> What you need to do
Give back all the data exactly, line by line.

> Materials provided
* * * * * * * * *

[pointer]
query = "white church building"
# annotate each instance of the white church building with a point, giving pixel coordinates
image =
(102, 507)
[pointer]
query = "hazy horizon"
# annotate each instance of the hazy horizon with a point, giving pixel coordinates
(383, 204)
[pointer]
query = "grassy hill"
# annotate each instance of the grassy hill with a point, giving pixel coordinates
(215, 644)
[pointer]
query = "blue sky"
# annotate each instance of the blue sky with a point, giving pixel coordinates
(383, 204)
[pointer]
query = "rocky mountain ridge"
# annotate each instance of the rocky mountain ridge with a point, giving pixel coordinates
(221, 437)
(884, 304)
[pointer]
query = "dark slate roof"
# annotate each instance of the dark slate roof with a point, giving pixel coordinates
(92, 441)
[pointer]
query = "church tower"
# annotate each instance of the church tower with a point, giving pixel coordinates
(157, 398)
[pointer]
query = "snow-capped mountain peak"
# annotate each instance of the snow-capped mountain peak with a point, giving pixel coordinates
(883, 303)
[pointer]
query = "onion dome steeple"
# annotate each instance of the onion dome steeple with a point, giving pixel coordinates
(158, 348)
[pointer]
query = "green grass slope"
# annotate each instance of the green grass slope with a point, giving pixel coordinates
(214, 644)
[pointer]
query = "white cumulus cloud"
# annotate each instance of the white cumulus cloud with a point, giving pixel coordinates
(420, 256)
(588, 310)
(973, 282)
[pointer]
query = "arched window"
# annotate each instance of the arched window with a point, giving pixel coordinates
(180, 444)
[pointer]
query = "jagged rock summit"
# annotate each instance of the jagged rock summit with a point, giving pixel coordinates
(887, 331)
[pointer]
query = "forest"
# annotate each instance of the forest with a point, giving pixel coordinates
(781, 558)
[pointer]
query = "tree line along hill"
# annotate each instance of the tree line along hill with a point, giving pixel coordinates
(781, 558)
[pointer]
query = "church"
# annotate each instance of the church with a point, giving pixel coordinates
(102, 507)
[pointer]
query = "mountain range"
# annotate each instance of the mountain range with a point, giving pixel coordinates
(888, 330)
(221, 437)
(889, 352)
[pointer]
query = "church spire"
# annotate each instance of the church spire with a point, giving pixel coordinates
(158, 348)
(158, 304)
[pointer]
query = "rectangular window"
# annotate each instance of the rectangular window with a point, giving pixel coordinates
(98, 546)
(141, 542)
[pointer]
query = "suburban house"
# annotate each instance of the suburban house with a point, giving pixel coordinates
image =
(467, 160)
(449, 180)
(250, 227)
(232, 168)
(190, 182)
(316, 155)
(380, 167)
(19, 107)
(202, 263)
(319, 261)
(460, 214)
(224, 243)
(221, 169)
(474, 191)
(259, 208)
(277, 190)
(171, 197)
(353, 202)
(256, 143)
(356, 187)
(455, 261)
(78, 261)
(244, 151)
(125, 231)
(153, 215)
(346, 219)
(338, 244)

* * * * * * * * *

> Expected output
[pointer]
query = "white church building"
# annotate each instance of the white church building with a point, giving pixel coordinates
image =
(102, 507)
[pointer]
query = "hazy horizon"
# annotate each instance of the hazy horizon with a point, giving pixel coordinates
(383, 204)
[pointer]
query = "grassy hill"
# annotate each instance of the grassy hill with a point, giving pixel coordinates
(215, 644)
[pointer]
query = "blue sky"
# annotate each instance of the blue sky with a point, giving pixel coordinates
(383, 204)
[pointer]
query = "rocky mountain ridge"
# annotate each instance of the rocky mountain ridge with a point, giving pixel coordinates
(221, 437)
(884, 304)
[pointer]
query = "dark slate roof"
# annotate each instance of the dark slate roof with a point, giving pixel coordinates
(92, 441)
[pointer]
query = "church tower"
# annotate each instance of the church tower with a point, giving pixel coordinates
(157, 398)
[pointer]
query = "snow-capped mountain peak"
# annotate each instance of the snow-capped mountain peak with a point, giving pixel coordinates
(883, 303)
[pointer]
query = "onion dome steeple"
# annotate each instance of the onion dome steeple with a point, giving pixel coordinates
(158, 348)
[pointer]
query = "green grass slope"
# annotate each instance of the green grass slope with a point, giving pixel coordinates
(214, 644)
[pointer]
query = "white cumulus cloud"
# annotate each instance of the white cumulus cloud with a point, giving pixel coordinates
(420, 256)
(588, 310)
(973, 282)
[pointer]
query = "arched window"
# annotate each instance of the arched window with a point, giving pixel coordinates
(180, 444)
[pointer]
query = "jagged rock summit"
# annotate each instance of the jagged rock summit with a point, giving pixel coordinates
(887, 331)
[pointer]
query = "forest"
# annotate each instance of the forest with a point, giving pixel coordinates
(781, 558)
[pointer]
query = "tree line along hill"
# annotate each instance of the tree line along hill with a point, giving pixel coordinates
(781, 558)
[pointer]
query = "church"
# annotate each instance of the church with a point, giving pixel coordinates
(102, 507)
[pointer]
query = "mountain range"
# annotate each instance of the mountain range with a point, giving pixel coordinates
(888, 330)
(221, 437)
(889, 352)
[pointer]
query = "church spire"
# annotate each instance of the church spire with a point, giving pixel coordinates
(158, 348)
(158, 304)
[pointer]
query = "rectangular window"
# annotate each instance of the rectangular window with a point, giving pixel coordinates
(98, 546)
(141, 542)
[pointer]
query = "suburban house"
# annotate each instance of the suburban house with a point, giving pixel coordinates
image =
(467, 160)
(449, 180)
(250, 227)
(232, 168)
(190, 182)
(316, 155)
(380, 167)
(19, 107)
(202, 263)
(319, 261)
(460, 214)
(224, 243)
(221, 169)
(474, 191)
(259, 208)
(277, 190)
(171, 197)
(353, 202)
(256, 143)
(356, 187)
(455, 261)
(78, 261)
(244, 151)
(125, 231)
(153, 215)
(346, 219)
(338, 244)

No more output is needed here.